Records from a data collection:
======

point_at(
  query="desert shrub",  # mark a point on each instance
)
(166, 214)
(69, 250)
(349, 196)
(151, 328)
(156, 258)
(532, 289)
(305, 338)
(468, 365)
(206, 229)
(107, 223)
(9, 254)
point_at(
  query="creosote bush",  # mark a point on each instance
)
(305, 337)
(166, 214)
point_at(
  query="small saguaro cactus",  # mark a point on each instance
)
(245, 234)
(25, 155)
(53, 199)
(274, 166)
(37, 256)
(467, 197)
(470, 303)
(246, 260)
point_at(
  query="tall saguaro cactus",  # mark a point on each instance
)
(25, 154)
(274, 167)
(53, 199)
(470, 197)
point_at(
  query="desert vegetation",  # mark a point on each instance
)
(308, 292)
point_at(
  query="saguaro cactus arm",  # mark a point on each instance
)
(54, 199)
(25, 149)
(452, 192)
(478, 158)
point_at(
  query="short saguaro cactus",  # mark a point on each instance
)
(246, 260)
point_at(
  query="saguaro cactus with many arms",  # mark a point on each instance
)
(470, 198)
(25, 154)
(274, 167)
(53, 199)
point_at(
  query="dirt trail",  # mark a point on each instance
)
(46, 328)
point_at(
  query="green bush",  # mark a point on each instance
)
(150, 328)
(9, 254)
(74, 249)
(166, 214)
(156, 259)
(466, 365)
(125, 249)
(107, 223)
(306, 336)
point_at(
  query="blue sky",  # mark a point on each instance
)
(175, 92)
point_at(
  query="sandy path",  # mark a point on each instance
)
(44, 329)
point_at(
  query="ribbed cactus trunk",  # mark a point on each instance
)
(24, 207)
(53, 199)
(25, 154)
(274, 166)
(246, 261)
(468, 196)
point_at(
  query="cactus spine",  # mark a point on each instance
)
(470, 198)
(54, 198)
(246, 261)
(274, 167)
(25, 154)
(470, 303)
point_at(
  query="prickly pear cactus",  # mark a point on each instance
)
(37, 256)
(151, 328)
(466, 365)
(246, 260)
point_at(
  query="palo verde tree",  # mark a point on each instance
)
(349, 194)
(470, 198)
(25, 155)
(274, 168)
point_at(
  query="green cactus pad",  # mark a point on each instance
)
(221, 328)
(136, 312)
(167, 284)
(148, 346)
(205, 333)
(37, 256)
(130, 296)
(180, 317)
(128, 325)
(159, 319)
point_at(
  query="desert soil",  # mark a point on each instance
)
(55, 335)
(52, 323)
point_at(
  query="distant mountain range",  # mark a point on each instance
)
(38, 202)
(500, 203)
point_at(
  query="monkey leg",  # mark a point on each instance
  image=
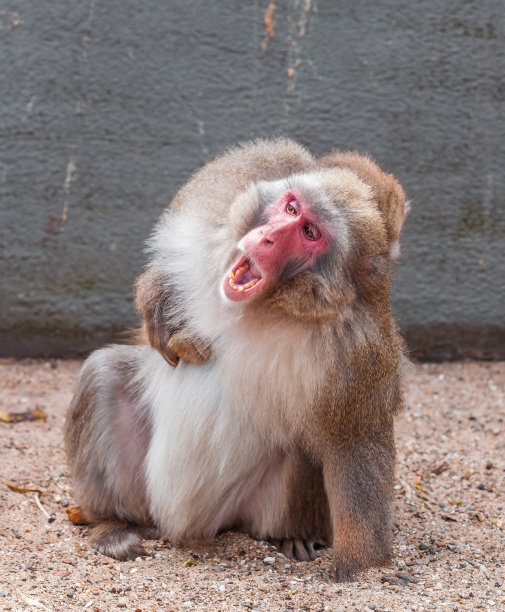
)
(359, 482)
(294, 513)
(107, 434)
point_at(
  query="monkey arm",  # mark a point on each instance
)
(167, 333)
(358, 478)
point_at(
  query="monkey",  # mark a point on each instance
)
(268, 293)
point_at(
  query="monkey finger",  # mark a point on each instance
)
(188, 350)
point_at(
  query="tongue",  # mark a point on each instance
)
(247, 272)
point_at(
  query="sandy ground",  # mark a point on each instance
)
(449, 498)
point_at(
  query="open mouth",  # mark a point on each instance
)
(243, 280)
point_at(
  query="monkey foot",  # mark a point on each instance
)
(296, 549)
(121, 540)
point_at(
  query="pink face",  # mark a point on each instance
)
(292, 235)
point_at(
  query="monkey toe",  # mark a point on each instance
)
(189, 350)
(399, 579)
(296, 549)
(117, 540)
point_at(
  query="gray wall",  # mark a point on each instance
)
(106, 108)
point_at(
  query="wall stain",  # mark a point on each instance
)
(269, 25)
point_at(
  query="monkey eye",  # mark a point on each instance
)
(290, 209)
(310, 232)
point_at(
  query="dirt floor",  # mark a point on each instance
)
(449, 542)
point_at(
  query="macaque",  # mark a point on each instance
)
(269, 290)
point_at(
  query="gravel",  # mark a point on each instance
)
(449, 538)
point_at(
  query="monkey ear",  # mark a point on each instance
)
(388, 192)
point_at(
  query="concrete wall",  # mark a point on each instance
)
(107, 107)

======

- WHAT YOU ARE ASKED TO DO -
Report each line in the records above that contains the word "bush", treating uppercase and lowercase letters as different.

- FULL RESPONSE -
  query="creosote bush",  # mark a point on each instance
  query="green bush",  # mark a point on each instance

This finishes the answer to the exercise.